## Wyodrębniony tekst

Zdaniem sądu biegły W. P., mimo formułowanych przez stronę pozwaną zarzutów, w sposób wyczerpujący wyjaśnił zastosowaną metodologię oraz ustalił poziom hałasu występujący w budynku mieszkalnym powodów.

Sąd ocenił, iż opinia została sporządzona w sposób jasny i rzeczowy. Biegły wskazał na czym oparł się wydając opinię, z jakich korzystał źródeł i jaką posłużył się metodologią. Sąd w dużej mierze oparł dokonane ustalenia faktyczne o wiadomości specjalne biegłego akustyka, działając w zaufaniu do biegłego sądowego, jego rzetelności i bezstronności. Argumentacja opinii pozostaje logicznym uzasadnieniem wniosków biegłego.

Sąd uznał za całkowicie wiarygodną i przydatną dla rozstrzygnięcia sprawy opinię biegłego sądowego z dziedziny budownictwa Z. B., w tym opinię główną oraz uzupełniającą. Biegły posiada również kompetencje w zakresie ustalania wymogów wentylacji w pomieszczeniach oraz uprawnienia wykonawcze i projektowe w tym zakresie wyjaśnił, że ze względu na to, że po wymianie okien zostaną zmienione warunki dotyczące wentylacji pomieszczeń należy dostosować pomieszczenia do spełnienia wymogów zapisanych w Rozporządzeniu w sprawie warunków technicznych jakim powinny odpowiadać budynki i ich usytuowanie. W pomieszczeniach przeznaczonych na pobyt ludzi należy zapewnić odpowiednie wymiany powietrza przez cały czas obojętnie od pory roku i warunków atmosferycznych panujących na zewnątrz budynku. Biegły wyjaśnił, że wentylacja grawitacyjna (w tym nawiewniki ścienne lub okienne) działa poprawnie przy występowaniu różnicy pomiędzy temperaturą pomieszczenia a temperaturą zewnętrzną oraz przy różnicy ciśnień zależnej od siły wiatru, wilgotności powietrza itp. i to jedynie w niektórych budynkach.

Okna, które należy zastosować w celu poprawy izolacyjności akustycznej przegród zewnętrznych w budynku powodów posiadają natomiast deklarowaną izolacyjność akustyczną jedynie w przypadku szczelnego ich zamknięcia. Charakterystyka budynku powodów powoduje, że zgodnie z normą (...) (...):2000 „Wentylacja w budynkach mieszkalnych, zamieszkania zbiorowego i użyteczności publicznej – Wymagania”, należy w nim dla zapewnienia ciągłego nawiewu świeżego powietrza do pokoi i wyciągu zużytego powietrza z pomieszczeń tzw. „brudnych” (kuchnia, łazienka) zastosować wentylację mechaniczną nawiewno – wyciągową.

## Dane

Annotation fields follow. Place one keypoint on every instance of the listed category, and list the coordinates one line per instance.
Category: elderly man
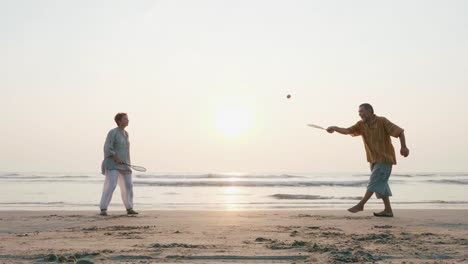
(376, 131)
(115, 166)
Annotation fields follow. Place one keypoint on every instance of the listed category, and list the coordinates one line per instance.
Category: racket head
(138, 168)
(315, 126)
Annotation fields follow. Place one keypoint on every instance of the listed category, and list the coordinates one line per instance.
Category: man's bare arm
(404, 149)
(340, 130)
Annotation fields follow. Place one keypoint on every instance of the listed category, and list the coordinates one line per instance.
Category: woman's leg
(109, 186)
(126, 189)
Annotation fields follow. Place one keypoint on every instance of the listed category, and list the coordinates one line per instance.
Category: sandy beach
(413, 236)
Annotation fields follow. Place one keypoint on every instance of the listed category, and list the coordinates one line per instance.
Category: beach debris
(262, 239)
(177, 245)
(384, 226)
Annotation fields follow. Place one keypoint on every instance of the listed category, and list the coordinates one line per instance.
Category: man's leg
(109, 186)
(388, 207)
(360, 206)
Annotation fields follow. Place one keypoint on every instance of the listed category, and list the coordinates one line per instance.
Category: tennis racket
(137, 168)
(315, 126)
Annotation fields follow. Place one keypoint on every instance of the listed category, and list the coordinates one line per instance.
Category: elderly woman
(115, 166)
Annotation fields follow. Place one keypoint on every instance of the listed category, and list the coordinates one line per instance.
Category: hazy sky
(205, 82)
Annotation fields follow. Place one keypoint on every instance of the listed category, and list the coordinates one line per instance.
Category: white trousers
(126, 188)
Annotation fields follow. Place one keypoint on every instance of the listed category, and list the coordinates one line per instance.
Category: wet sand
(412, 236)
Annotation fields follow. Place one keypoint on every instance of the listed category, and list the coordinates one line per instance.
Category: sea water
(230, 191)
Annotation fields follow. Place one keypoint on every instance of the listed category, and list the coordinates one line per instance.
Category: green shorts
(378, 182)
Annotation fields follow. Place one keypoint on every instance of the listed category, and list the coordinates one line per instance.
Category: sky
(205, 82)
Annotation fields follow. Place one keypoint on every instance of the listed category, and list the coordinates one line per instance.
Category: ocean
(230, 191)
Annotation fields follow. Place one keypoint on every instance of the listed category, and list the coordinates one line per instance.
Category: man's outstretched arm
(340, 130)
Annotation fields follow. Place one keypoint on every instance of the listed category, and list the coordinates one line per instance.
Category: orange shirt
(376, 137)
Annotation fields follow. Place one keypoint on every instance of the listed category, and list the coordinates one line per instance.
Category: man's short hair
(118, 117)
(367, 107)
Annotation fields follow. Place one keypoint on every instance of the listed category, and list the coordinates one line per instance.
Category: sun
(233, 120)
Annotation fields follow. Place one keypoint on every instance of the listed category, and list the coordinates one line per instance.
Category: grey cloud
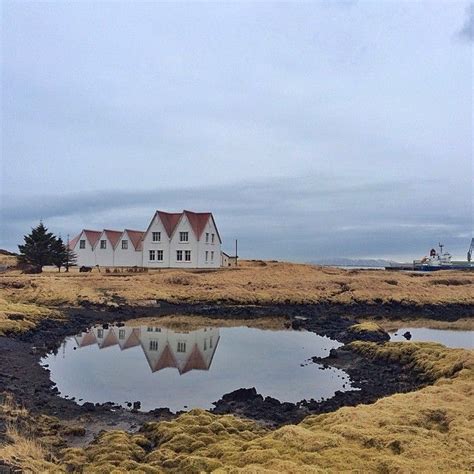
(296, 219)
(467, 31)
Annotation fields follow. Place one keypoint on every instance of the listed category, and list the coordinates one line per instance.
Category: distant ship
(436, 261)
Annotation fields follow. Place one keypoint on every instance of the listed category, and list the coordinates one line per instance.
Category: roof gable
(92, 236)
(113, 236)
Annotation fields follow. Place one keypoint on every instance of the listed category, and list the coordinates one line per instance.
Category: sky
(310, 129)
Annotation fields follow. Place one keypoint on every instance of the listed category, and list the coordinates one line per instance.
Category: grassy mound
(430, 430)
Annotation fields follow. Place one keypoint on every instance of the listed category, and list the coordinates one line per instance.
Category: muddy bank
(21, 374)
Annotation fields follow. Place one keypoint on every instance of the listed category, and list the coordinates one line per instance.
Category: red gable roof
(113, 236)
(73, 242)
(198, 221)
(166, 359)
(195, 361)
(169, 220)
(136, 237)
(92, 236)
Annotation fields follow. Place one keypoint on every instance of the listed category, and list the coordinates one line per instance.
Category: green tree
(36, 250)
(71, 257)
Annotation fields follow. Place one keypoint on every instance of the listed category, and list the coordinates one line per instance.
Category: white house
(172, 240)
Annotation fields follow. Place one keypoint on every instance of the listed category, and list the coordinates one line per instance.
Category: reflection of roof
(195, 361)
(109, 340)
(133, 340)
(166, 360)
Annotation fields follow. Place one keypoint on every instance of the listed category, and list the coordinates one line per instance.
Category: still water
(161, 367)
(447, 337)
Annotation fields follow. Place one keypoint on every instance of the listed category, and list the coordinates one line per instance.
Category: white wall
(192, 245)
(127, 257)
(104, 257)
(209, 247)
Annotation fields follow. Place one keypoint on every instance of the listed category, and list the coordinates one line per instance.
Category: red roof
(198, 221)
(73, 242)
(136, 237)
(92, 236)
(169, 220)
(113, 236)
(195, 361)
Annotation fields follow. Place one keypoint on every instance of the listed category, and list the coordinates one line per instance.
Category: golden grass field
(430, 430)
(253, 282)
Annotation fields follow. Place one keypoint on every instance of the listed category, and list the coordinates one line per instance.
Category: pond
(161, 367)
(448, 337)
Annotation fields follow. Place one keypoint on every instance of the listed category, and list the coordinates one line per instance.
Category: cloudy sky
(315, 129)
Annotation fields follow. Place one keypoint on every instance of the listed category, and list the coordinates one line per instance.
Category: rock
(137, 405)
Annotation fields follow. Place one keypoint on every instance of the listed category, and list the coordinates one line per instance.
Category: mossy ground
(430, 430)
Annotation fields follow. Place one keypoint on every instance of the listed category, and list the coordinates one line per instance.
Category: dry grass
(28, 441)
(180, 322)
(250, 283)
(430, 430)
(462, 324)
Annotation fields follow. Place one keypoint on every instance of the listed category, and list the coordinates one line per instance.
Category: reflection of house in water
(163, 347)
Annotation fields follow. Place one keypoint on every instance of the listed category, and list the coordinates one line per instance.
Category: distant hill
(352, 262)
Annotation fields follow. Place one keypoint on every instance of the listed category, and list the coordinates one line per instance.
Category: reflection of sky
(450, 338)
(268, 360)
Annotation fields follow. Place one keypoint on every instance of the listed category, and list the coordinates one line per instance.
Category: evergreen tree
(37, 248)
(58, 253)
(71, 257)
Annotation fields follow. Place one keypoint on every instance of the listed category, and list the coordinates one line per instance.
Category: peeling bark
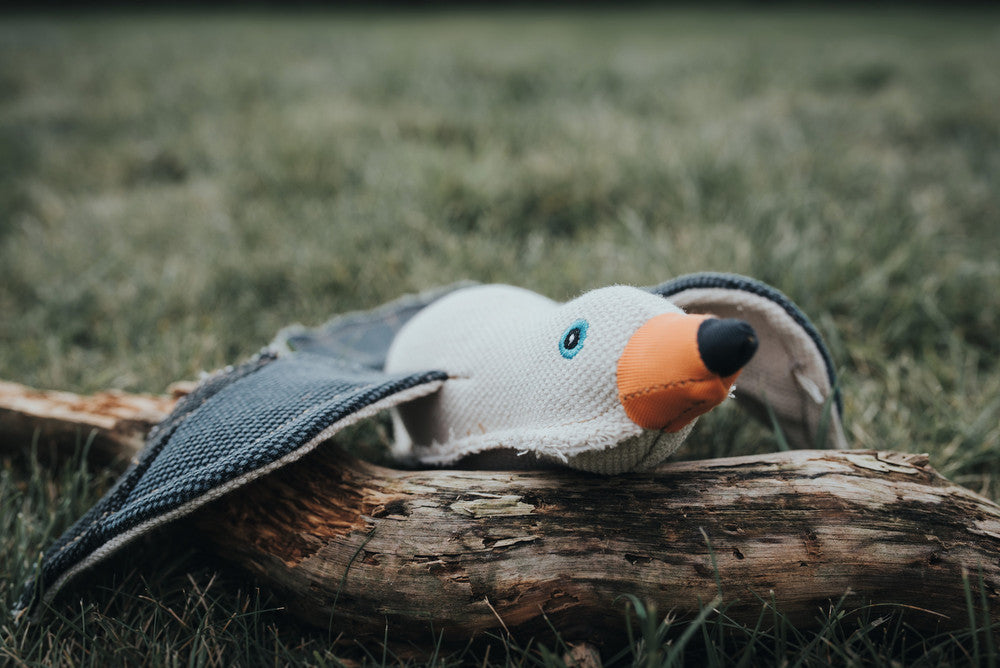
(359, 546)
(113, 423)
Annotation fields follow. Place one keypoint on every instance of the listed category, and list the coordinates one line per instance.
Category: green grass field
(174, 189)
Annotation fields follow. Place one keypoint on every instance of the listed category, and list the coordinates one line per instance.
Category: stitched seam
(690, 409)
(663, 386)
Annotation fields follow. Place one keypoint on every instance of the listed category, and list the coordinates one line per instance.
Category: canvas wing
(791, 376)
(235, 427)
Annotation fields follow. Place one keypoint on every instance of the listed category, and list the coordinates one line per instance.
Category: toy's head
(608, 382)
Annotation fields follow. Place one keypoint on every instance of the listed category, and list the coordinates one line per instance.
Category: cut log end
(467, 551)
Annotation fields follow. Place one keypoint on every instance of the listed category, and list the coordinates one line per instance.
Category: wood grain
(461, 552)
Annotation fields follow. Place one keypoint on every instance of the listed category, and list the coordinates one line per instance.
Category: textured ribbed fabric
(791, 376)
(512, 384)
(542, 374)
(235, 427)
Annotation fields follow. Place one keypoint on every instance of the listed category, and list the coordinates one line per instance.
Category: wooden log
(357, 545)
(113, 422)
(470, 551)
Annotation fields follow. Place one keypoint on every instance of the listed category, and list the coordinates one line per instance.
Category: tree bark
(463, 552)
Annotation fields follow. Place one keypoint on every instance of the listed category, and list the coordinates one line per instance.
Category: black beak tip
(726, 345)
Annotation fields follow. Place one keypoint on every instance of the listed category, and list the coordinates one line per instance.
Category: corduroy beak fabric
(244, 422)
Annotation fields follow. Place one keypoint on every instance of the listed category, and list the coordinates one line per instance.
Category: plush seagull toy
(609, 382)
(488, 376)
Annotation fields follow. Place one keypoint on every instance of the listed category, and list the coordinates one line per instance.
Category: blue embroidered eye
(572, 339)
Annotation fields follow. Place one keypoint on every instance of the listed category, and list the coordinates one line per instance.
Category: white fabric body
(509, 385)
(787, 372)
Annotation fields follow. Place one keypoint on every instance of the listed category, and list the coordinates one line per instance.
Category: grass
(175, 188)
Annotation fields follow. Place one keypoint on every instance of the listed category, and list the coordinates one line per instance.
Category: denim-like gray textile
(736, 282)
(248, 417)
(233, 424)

## Polecenia
A - Odfiltruj z danych wszystkie wiersze zawierające ciąg „fabric” i przepisz je. Wielkość liter ma znaczenie.
B - Kontynuuj tekst o ocenie opinii biegłych przez sąd, zaczynając od miejsca po jego ostatnim zdaniu.

## Rozwiązania zadań
A -
Category: textured ribbed fabric
Category: corduroy beak fabric
Category: white fabric body

B -
Biegły na rozprawie w dniach 27 czerwca 2019 roku oraz 23 stycznia 2020 roku udzielił wyczerpujących odpowiedzi na zadane przez stronę pozwaną pytania. W szczególności wskazał, że

w opinii zasadniczej wskazywał, iż nawiewniki okienne mają dużo gorsze parametry akustyczne niż nawiewniki ścienne przyjęte w opinii uzupełniającej. Nawiewniki okienne obniżają izolacyjność okien do (...). Zastosowanie kilku nawiewników na oknach spowodowałoby kompletną dyskwalifikację okien, które zostałyby wymienione dla zachowania odpowiedniego klimatu akustycznego.

Nadto biegły wskazał, iż w opinii zasadniczej zostały wskazane zarówno cenniki jak i podstawy prawne, z których korzystał, dotyczą także treści opinii uzupełniającej.

Biegły także wyjaśnił, iż wartość robót jest różna, dlatego że wskazywał je w kwotach netto i brutto. Nadto wskazał, iż w oparciu o przeliczenia biegłego akustyka wyliczył niezbędne roboty budowlane aby uzyskać efekt poprawy izolacyjności akustycznej przegród zewnętrznych. Nadto wobec faktu, iż w trakcie prowadzenia wskazywanych prac powstają uszkodzenia i zabrudzenia powierzchni ścian i sufitów, wobec czego należy wykonać malowanie tych powierzchni, który to koszt także biegły uwzględniał.

Mając powyższe na względzie sąd uznał, że jasne, logiczne i oparte na obowiązującym stanie prawnym (przepisy rozporządzenia Ministra Infrastruktury w sprawie warunków jakim powinny odpowiadać budynki i ich usytuowanie) wywody opinii przekonujące o tym, że najbardziej efektywnym i ekonomicznym rozwiązaniem w zakresie wentylacji będzie wentylacja nawiewno- wyciągowa. Wniosków tych nie podważają zgłoszone przez stronę pozwaną zarzuty.

Sporządzone przez biegłych opinie w zakresie wartości nakładów akustycznych poddawały się pozytywnej ocenie, gdyż pozostawały w zgodzie z zasadami logiki i wiedzy powszechnej, osoby ją sporządzające dysponowały wysokim poziomem wiedzy i doświadczenia zawodowego, a sposób motywowania oraz stopień stanowczości wyrażonych w niej wniosków nie budził zastrzeżeń sądu.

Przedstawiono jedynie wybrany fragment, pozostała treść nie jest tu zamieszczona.